Hollywood giants are betting that snack-sized vertical videos can lure back audiences entranced by TikTok clips and YouTube Shorts.
The world has become hooked on short-form video. Reels on Instagram and Facebook are generating revenue at an annual rate of $50 billion, Meta CEO Mark Zuckerberg said in October, while Google reiterated last week that YouTube Shorts are viewed over 200 billion times per day.
Short-form vertical videos are perfectly designed for phones, which most people carry 24/7, and for our increasingly short attention spans. As the streaming wars evolve, paid services see the phone as the next battleground they have to win.
“When it comes to engagement, sheer hours are no longer enough — you need frequency,” Hernan Lopez, the founder of media research firm Owl & Co, told Business Insider. “To get frequency, you need a mobile, and to win in mobile, you need vertical.”
Streaming executives have taken note. Paramount has made short-form video a product priority and wants to add a million short-form clips to Paramount+ “as quickly as possible,” according to one exec, as Business Insider previously reported. Netflix and Peacock have also invested in short-form clips, while Disney has added vertical video to its revamped ESPN app and said it plans to do the same for Disney+.

Work order 1: Print the passage of the short-form video article starting with "Short-form vertical videos" and going on through "have to win.".
Work order 2: Name the four companies that the last paragraph of the short-form video article says have invested in or added short-form or vertical video.
Work order 3: Extend the short-form video article with a new passage that follows its final sentence.

(Stored data entries)

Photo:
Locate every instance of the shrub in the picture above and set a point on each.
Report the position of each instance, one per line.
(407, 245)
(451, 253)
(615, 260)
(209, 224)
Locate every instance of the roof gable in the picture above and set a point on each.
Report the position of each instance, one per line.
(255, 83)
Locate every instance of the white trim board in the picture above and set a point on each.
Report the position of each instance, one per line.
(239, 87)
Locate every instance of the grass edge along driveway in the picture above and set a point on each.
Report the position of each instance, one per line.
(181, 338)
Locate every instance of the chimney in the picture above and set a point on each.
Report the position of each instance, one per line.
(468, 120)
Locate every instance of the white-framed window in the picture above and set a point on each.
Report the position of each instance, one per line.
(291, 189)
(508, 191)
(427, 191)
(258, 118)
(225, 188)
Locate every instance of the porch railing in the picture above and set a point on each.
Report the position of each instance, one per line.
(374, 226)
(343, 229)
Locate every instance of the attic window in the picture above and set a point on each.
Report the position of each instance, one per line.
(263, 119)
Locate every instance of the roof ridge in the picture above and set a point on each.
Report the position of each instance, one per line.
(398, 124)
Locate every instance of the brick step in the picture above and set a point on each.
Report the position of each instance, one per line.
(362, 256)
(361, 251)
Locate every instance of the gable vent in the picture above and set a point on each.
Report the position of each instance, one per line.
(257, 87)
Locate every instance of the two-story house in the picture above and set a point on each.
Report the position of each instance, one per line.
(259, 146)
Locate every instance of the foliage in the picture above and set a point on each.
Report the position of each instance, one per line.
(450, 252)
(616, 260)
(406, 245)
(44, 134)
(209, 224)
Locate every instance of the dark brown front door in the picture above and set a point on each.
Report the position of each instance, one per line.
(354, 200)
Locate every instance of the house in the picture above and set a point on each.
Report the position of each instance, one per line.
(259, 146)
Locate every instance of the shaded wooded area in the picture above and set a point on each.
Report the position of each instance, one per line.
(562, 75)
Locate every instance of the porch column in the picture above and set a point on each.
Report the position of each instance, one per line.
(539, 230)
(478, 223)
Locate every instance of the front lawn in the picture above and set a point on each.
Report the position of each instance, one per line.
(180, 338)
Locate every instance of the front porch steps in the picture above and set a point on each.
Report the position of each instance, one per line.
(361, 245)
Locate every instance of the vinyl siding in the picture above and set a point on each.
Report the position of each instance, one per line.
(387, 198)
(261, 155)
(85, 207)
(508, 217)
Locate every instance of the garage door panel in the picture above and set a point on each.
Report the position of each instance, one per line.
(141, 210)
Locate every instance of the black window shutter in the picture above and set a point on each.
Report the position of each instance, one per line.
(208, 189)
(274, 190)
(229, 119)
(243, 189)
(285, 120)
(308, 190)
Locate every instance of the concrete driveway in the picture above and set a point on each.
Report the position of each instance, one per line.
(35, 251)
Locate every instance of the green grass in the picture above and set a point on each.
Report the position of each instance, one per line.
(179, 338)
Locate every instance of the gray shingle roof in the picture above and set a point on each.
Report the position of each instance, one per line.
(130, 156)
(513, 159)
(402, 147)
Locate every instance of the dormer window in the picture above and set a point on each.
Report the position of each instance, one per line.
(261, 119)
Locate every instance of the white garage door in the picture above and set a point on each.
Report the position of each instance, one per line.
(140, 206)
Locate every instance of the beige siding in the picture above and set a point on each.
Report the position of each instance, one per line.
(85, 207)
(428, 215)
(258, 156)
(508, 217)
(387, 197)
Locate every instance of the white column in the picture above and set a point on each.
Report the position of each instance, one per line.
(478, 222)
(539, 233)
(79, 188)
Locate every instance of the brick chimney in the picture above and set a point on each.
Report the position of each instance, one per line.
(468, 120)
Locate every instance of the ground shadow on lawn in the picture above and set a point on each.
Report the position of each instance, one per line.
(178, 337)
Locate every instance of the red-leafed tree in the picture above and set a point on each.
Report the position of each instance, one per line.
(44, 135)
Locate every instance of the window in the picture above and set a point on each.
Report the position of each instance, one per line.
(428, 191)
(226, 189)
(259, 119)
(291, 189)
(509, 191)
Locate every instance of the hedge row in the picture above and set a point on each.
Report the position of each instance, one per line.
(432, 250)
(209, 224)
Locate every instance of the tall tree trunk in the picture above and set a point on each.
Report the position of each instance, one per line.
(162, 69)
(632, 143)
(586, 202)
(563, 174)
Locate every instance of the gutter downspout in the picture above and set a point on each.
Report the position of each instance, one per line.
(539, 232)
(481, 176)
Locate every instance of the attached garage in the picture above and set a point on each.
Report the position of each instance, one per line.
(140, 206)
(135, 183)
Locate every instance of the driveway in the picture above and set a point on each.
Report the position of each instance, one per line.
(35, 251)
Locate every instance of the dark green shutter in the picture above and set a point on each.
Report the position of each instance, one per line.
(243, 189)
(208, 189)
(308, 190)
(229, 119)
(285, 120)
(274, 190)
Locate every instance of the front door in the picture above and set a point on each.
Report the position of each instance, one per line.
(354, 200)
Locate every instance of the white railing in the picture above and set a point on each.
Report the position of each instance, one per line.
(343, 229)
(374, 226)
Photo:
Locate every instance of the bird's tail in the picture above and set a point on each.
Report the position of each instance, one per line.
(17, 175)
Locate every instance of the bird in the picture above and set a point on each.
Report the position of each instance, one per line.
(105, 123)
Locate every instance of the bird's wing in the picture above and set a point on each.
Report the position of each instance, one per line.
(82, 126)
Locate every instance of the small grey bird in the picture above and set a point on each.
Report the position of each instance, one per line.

Exercise output 1:
Short-form vertical videos are perfectly designed for phones, which most people carry 24/7, and for our increasingly short attention spans. As the streaming wars evolve, paid services see the phone as the next battleground they have to win.

Exercise output 2: Paramount, Netflix, Peacock, Disney

Exercise output 3:
“Short-form content is harder to monetize, especially from an advertiser perspective, but easier for young consumers to swallow,” said Brandon Katz, the insights director at entertainment data firm Greenlight Analytics. “Not even attempting to engage with it isn’t an option.”
Spokespeople for Disney, Netflix, and NBCUniversal referred Business Insider to previous announcements and comments by executives about their short-form video initiatives. A Paramount spokesperson declined to comment.
Two birds with one stone
Streamers are scrambling for ways to narrow the gap with YouTube, whose viewership share on US TVs has more than doubled since May 2021, according to Nielsen. Higher engagement boosts advertising revenue and can help prevent cancellations.
Media analysts say vertical video can help streamers build habits and keep users engaged throughout the day, instead of just when they’re lounging on their couches at night.
Emily Horgan, a media consultant focused on kids shows, said that “premium streaming is plowing into this space because of a need to own more lean-back moments in a viewer’s day.”
Streaming executives are also looking for cheap content that can eat up viewing hours in a world where premium scripted shows are more expensive to produce. Video podcasts are one growth area that streamers like Netflix are gravitating toward, and short-form video is another.
“User-generated content and short-form programming is more cost-effective than trying to hit on the next ‘Stranger Things’ and ‘Mandalorian,'” Katz said.
Streamers can also use their premium shows and movies to create short-form video. Paramount plans to dabble in short-form video by first repurposing existing content on its platform, according to internal documents viewed by Business Insider.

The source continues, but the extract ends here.